## TO DO:
The answer is every line of the records that holds the word "hand", copied in full.

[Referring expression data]
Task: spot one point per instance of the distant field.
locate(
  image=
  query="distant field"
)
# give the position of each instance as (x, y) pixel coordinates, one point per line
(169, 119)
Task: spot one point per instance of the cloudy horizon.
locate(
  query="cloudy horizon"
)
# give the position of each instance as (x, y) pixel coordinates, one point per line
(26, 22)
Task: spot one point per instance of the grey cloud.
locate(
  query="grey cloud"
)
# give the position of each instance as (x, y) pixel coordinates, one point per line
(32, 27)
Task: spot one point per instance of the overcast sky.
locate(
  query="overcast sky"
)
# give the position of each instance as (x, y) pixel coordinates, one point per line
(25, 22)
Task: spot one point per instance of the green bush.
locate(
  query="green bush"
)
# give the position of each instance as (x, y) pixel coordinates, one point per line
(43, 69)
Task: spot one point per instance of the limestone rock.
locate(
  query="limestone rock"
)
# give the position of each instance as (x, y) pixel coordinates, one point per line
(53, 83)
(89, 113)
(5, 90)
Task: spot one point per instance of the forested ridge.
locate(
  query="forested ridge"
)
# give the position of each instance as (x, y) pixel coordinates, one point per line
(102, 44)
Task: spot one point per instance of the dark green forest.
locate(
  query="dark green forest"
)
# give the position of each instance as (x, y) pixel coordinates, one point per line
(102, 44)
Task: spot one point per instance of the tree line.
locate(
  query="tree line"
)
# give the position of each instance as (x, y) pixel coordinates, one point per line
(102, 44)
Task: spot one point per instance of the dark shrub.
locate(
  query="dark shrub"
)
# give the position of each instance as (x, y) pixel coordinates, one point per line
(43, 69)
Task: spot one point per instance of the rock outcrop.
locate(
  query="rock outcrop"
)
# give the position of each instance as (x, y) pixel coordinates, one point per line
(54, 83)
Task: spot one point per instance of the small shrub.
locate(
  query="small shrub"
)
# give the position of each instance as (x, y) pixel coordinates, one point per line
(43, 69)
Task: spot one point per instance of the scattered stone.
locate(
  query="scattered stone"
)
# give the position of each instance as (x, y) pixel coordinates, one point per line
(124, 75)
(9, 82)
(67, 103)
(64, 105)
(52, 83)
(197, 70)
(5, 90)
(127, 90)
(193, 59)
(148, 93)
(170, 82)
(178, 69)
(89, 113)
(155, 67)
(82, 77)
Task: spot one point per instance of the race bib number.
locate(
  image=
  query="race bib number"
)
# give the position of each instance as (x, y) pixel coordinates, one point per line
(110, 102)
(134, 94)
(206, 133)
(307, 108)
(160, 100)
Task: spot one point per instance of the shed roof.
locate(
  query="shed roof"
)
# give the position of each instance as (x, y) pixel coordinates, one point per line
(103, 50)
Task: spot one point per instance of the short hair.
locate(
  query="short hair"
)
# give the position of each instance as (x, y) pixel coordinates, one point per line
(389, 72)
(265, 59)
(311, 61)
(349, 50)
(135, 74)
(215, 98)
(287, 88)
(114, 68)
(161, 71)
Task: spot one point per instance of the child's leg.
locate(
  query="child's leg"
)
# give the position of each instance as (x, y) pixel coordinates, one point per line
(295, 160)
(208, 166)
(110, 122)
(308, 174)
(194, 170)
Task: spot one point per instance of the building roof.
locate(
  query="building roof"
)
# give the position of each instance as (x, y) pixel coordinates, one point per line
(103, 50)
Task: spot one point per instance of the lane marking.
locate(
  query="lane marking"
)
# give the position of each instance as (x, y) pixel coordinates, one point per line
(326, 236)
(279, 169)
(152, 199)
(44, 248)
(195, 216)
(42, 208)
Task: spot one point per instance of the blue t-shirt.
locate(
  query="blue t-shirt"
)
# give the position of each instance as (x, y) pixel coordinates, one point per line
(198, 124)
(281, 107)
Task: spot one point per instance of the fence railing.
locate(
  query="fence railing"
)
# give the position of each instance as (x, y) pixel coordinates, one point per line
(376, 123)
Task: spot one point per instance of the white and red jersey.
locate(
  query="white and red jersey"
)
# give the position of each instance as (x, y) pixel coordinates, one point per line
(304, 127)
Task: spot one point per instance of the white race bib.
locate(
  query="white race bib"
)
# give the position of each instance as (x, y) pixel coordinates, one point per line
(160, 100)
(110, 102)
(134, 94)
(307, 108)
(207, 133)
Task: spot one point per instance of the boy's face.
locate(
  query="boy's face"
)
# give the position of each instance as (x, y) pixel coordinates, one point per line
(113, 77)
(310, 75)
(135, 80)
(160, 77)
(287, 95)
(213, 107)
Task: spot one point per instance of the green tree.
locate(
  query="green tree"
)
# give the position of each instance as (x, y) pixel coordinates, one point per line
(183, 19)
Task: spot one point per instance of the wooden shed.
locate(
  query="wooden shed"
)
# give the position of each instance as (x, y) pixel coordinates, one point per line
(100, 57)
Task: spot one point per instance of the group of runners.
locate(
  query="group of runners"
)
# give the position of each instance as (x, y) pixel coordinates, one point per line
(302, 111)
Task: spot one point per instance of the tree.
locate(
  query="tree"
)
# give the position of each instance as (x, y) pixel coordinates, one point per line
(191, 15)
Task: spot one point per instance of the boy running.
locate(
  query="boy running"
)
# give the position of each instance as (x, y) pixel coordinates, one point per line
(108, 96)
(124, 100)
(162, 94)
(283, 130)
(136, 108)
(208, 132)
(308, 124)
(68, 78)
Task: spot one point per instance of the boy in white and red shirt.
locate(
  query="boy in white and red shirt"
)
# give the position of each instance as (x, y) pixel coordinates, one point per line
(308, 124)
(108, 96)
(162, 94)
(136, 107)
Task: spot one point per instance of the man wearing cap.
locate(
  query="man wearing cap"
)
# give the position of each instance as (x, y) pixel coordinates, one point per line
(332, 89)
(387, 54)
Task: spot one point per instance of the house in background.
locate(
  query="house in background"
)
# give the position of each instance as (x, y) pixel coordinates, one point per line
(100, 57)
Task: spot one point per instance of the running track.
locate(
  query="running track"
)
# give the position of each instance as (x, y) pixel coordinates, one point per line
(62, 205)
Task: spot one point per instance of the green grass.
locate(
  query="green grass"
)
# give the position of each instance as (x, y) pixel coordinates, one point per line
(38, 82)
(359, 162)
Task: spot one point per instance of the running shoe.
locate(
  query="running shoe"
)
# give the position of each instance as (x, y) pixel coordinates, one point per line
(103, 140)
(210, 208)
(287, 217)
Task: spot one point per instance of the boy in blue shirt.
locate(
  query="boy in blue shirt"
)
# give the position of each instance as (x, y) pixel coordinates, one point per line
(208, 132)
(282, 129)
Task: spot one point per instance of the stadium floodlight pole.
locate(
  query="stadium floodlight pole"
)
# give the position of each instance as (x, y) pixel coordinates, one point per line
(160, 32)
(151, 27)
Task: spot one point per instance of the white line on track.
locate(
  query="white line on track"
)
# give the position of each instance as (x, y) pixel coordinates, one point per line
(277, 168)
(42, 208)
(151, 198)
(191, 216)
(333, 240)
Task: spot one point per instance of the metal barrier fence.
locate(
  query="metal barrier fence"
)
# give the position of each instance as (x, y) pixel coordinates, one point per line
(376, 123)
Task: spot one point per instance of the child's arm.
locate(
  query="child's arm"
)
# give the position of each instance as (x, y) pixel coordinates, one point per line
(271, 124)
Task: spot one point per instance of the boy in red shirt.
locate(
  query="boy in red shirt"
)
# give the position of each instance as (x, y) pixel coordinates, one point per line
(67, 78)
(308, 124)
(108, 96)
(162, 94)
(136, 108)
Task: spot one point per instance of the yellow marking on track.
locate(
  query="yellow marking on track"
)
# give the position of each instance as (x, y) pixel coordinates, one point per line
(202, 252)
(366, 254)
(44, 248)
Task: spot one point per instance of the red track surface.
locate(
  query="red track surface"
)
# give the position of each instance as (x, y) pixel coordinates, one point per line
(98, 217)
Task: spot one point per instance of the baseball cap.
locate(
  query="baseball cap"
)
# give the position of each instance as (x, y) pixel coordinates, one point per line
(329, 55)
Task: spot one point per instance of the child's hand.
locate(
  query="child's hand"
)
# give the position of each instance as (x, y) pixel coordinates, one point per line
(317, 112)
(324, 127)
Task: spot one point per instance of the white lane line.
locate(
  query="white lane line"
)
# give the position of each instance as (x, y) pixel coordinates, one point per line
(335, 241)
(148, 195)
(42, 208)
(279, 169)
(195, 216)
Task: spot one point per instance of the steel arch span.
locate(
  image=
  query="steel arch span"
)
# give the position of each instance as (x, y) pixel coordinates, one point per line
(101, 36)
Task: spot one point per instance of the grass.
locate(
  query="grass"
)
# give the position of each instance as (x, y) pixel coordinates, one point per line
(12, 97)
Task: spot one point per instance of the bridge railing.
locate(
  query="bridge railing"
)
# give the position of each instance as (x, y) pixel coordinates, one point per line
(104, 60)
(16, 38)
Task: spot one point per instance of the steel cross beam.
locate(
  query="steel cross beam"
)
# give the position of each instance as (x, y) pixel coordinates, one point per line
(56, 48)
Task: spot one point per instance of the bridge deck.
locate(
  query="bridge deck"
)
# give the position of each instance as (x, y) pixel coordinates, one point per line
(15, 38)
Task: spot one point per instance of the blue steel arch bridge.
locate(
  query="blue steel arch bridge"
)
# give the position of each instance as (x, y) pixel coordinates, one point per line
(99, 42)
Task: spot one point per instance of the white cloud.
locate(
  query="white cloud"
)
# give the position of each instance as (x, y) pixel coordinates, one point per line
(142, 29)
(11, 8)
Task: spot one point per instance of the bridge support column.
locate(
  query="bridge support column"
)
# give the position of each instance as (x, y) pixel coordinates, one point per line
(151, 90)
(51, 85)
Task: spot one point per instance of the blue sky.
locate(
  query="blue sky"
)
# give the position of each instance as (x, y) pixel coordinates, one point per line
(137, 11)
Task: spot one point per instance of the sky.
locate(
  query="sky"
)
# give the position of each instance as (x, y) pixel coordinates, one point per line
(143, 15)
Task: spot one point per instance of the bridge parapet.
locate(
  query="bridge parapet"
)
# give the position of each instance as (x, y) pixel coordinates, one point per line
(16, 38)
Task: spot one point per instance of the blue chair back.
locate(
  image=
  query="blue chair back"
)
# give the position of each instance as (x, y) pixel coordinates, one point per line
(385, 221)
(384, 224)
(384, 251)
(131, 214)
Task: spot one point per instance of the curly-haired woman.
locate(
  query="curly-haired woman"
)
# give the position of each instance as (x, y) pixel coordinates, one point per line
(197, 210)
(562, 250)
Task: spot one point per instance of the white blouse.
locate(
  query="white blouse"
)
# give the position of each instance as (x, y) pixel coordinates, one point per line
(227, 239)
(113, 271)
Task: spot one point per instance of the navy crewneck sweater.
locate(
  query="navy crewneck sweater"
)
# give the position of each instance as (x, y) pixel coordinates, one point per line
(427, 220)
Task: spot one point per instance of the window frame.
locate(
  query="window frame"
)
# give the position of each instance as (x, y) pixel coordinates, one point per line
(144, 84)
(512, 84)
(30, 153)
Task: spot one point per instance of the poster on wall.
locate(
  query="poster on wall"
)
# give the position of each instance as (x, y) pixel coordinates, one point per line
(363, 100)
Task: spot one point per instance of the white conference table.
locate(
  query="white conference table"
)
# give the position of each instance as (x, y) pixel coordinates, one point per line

## SOLUTION TO THE EXERCISE:
Task: spot one point per instance of the child's hand.
  query="child's hand"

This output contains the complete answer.